Selected text:
Mira’s Marvelous Tail

Mira's 2° far-ultraviolet tail
The full length of Mira's tail, extending 2° from the famous red star, became clear only by stitching several GALEX mapping frames together. Click image for larger view. (In the large view, the bright star at far left is 70 Ceti.)
NASA / JPL-Caltech / C. Martin / M. Seibert
The famous long-period variable star Mira (Omicron Ceti) is just a tiny pinpoint in the eyepiece of a telescope. But, astronomers announced today, Mira has blown off a gassy hood and tail so big that they wouldn't even fit into your telescope’s field of view.

Like puffy smoke from a steam locomotive in an old Western, Mira’s tail consists of gas and dust puffed out by the star during its speedy trek through the interstellar gas of the Milky Way. The tail was discovered only now because it emits only far-ultraviolet light. As reported in the August 16th issue of Nature, D. Christopher Martin (Caltech) and his colleagues spotted signs of Mira's tail during routine inspection of images from NASA's Galaxy Evolution Explorer (GALEX) satellite, which is on a mission to map the far-ultraviolet sky. “One of our team members noted a bit of fluff around Mira,” says Martin, “and we decided to take deeper images.”

Mira is an old, pulsating red giant on the verge of becoming a planetary nebula. The star has about 1.5 times the mass of the Sun and is orbited by a much fainter white-dwarf companion (orbital period about 400 years). Like all long-period red variables, Mira is shedding a lot of material into space: about one Earth mass every eight years.

Mira is plunging through our part of the Milky Way with an unusually large space velocity, 130 kilometers per second. This accounts for the length of the tail that it has left behind in the interstellar medium. In addition, some the blown-off gas piles up in a bow shock in front of the star, as is dimly visible in the GALEX images.

According to the team, the far-ultraviolet glow is probably caused by fluorescence of hydrogen molecules hit by energetic electrons.

Material supplied:
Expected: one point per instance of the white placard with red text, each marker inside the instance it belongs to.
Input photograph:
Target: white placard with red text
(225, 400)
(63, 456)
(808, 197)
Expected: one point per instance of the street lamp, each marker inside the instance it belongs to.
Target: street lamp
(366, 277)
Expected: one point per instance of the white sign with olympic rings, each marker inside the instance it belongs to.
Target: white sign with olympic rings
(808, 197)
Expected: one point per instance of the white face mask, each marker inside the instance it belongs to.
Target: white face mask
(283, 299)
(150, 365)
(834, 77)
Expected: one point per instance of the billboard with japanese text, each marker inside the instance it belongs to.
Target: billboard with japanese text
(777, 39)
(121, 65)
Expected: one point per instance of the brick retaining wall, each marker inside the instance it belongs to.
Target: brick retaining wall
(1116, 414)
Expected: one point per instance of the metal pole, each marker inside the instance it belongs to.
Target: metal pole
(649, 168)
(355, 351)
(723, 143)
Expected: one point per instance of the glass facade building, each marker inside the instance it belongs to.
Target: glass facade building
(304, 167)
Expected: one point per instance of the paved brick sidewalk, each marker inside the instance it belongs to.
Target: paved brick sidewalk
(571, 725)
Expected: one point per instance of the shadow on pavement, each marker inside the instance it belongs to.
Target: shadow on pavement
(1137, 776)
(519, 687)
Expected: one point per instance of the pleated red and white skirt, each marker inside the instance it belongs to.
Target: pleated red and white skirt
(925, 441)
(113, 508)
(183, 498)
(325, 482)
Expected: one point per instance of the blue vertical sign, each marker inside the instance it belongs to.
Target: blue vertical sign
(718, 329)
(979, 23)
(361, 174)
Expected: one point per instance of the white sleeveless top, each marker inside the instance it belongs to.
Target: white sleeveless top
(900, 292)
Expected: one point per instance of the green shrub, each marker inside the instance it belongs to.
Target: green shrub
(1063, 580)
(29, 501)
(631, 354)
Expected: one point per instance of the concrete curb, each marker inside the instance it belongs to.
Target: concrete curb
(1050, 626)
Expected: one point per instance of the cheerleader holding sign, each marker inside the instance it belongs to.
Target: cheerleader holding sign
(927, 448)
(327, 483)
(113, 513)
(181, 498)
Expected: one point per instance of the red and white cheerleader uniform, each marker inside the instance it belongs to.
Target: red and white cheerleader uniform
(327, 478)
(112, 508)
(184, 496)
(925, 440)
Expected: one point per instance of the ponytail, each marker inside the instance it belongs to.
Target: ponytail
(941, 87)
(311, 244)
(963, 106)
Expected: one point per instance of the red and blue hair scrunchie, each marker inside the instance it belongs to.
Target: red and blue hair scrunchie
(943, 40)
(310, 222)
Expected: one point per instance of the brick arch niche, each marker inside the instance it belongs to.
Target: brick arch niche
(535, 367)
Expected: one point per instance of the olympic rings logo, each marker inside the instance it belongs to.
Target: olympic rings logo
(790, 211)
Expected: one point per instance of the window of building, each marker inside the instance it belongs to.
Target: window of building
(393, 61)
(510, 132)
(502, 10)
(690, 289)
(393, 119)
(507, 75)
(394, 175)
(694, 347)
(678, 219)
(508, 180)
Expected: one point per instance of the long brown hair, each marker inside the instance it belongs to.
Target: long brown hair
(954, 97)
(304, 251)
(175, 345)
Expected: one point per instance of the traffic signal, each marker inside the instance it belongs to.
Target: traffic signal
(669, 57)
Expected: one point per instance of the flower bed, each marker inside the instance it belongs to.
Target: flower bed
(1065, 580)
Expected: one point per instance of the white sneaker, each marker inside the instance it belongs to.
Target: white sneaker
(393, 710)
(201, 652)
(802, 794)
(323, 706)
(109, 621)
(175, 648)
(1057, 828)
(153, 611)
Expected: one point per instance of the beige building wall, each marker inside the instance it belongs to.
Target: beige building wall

Set tasks:
1. Summarize the article on Mira's tail in two sentences.
2. Extend the article on Mira's tail beyond its final sentence.

Final answers:
1. Astronomers led by D. Christopher Martin, using NASA's Galaxy Evolution Explorer satellite, found that the long-period variable star Mira trails a tail of gas and dust 2° long that emits only far-ultraviolet light. Mira sheds about one Earth mass of material every eight years, and the tail is long because it moves through the Milky Way at an unusually fast 130 kilometers per second, with the glow probably caused by fluorescence of hydrogen molecules hit by energetic electrons.

2.
2-color closeup
In this two-color closeup by GALEX, far ultraviolet is shown as blue and nearer ultraviolet as red. Mira appears to be emitting two narrow, swirly streamers of stuff, which spread out to form a comet-like head and, eventually, tail. Note the detached bow shock of far-ultraviolet gas just in front of the head, to the right.
At Mira's distance of 350 light-years, the 2° length of the tail translates into a physical length of 13 light-years — the distance the star covers in about 30,000 years. Thus, the tail serves as a fossil record of the star's mass loss over the past 300 centuries. Says Martin, “This will tell us how other stars like our Sun [in the far future] age over time.”

The tail is wider and brighter at positions that correspond to roughly 10,000, 20,000, and 30,000 years ago, suggesting a long-term periodicity in Mira's stellar wind. “It all fits together very nicely,” says astrophysicist Lex Kaper (University of Amsterdam). Theoretical models predict long-term “thermal pulses” for Mira-like stars, Kaper notes; these are probably related to the shell-like structures seen in the outer regions of some planetary nebulae.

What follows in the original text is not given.